These actions from leading pediatric and general hospital systems have been long awaited and hard fought and have established a functional policy framework that can and should be adopted by other health care networks. Pressure from activists and advocacy groups ultimately resulted in concrete actions from these institutions: the Intersex Justice Project, for example, spent years petitioning hospitals to reform their care practices.
Advancements in human rights protections for intersex people have also taken place at the legislative level in the U.S. The Department of Education is currently seeking to update its anti-discrimination policy that protects youth from harassment and discrimination to include protections not just based on sex and gender, but sex characteristics as well. The Biden Administration has also taken steps to acknowledge the rights of intersex people. In early 2021, the White House released a memo stating that all federal agencies involved in foreign service must promote and protect the human rights of LGBTQIA+ individuals and specifically named intersex people in the memo’s language. Later that year, the U.S. Department of State recognized Intersex Awareness Day and voiced a commitment to ending violence and discrimination on the basis of “sex characteristics.”

RECORDS PROVIDED:
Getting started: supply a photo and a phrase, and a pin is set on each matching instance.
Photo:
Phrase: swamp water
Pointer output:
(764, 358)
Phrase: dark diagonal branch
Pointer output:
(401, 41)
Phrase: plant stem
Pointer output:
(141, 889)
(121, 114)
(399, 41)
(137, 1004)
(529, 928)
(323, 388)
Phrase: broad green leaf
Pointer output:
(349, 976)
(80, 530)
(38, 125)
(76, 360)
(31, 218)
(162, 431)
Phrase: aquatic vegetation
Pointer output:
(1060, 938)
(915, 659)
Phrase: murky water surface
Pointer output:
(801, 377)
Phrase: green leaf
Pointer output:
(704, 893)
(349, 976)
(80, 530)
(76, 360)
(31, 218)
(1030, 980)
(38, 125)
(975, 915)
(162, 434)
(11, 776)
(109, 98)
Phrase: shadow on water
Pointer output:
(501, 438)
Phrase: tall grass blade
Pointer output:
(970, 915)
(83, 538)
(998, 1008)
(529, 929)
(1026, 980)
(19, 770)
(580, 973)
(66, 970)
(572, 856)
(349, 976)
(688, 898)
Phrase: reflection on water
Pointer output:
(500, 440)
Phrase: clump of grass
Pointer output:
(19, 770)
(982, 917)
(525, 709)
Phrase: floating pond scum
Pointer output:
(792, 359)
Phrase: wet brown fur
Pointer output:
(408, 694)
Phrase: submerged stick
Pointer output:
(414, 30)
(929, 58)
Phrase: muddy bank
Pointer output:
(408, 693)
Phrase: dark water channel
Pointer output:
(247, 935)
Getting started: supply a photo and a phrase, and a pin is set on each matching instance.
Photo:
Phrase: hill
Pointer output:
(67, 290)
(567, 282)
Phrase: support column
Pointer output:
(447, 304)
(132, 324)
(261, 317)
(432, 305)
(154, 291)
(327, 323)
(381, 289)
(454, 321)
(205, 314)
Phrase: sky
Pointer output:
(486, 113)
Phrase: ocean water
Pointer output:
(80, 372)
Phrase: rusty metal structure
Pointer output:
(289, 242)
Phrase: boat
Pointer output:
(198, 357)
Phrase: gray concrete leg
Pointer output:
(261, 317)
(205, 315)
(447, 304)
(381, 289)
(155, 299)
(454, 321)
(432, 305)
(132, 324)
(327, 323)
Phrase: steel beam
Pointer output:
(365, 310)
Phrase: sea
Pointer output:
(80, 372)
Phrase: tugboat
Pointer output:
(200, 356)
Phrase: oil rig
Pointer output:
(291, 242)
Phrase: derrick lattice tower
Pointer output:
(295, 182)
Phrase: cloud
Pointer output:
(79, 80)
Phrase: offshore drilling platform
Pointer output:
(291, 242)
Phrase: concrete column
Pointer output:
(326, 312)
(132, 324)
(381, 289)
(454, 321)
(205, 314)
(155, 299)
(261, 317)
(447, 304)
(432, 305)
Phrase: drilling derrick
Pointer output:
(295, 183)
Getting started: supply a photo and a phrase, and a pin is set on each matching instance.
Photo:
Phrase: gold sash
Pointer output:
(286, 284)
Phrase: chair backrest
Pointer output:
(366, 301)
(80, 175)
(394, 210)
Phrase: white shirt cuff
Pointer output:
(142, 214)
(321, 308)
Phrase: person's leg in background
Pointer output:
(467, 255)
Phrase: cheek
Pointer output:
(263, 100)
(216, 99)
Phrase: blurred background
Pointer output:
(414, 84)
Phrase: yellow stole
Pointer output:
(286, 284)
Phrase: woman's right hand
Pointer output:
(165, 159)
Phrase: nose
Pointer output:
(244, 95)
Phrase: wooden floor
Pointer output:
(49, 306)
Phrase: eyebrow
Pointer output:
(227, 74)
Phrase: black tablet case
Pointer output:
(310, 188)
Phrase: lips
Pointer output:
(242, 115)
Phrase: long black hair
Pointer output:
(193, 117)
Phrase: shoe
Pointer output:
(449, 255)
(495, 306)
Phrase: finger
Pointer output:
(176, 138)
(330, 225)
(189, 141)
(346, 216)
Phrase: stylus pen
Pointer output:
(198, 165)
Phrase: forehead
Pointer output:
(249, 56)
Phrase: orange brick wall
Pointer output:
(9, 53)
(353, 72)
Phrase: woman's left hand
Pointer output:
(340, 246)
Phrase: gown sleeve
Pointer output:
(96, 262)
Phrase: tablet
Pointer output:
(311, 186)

TRY IT: Could you resume the text on intersex rights in the U.S. above, continuing directly after its final sentence?

EXERCISE OUTPUT:
This work has not been without backlash; the Human Rights Campaign reports that more than 300 anti-LGBTQIA+ bills were introduced nationwide this year alone. To make matters more complicated, the generalized conflation between being intersex and being trans means that anti-trans legislation almost always affects people who are intersex. Whereas intersex pertains to the physical variation in the development of an individual’s sex traits, being trans reflects an individual’s personal identity and gender. Someone who is intersex could be trans, or they could be cisgender.
In August, Rep. Marjorie Taylor Greene introduced a bill that seeks to criminalize providers who perform gender-affirming care. The bill goes on to list a series of surgeries that are common aspects of gender-affirming care, many of which are generally not even options available to transgender youth. Unsurprisingly, the bill makes specific exemptions for individuals born with “verifiable disorder[s] of sex development”—an unabashed use of stigmatizing and regressive language.
On the other hand, California recently signed into law the Transgender and Intersex Inclusive Care Act, which would require health care providers and administrators to undergo educational training to ensure cultural competency and compassionate care for gender-diverse and intersex individuals. This mandate would extend to insurance companies as well. At the federal level, the Department of Health and Human Services proposed a rule that would overtly protect intersex people from discrimination within federally funded health programs.
The sustained efforts made by intersex community organizations, outstanding individual activists, health care providers, and policymakers are slowly bringing about a reality in the U.S. that pushes the needle toward equitable change. For a community that has experienced decades of medical violence, that change looks like redistributing power in a way that ensures the individual’s right to agency, autonomy, and self-determination.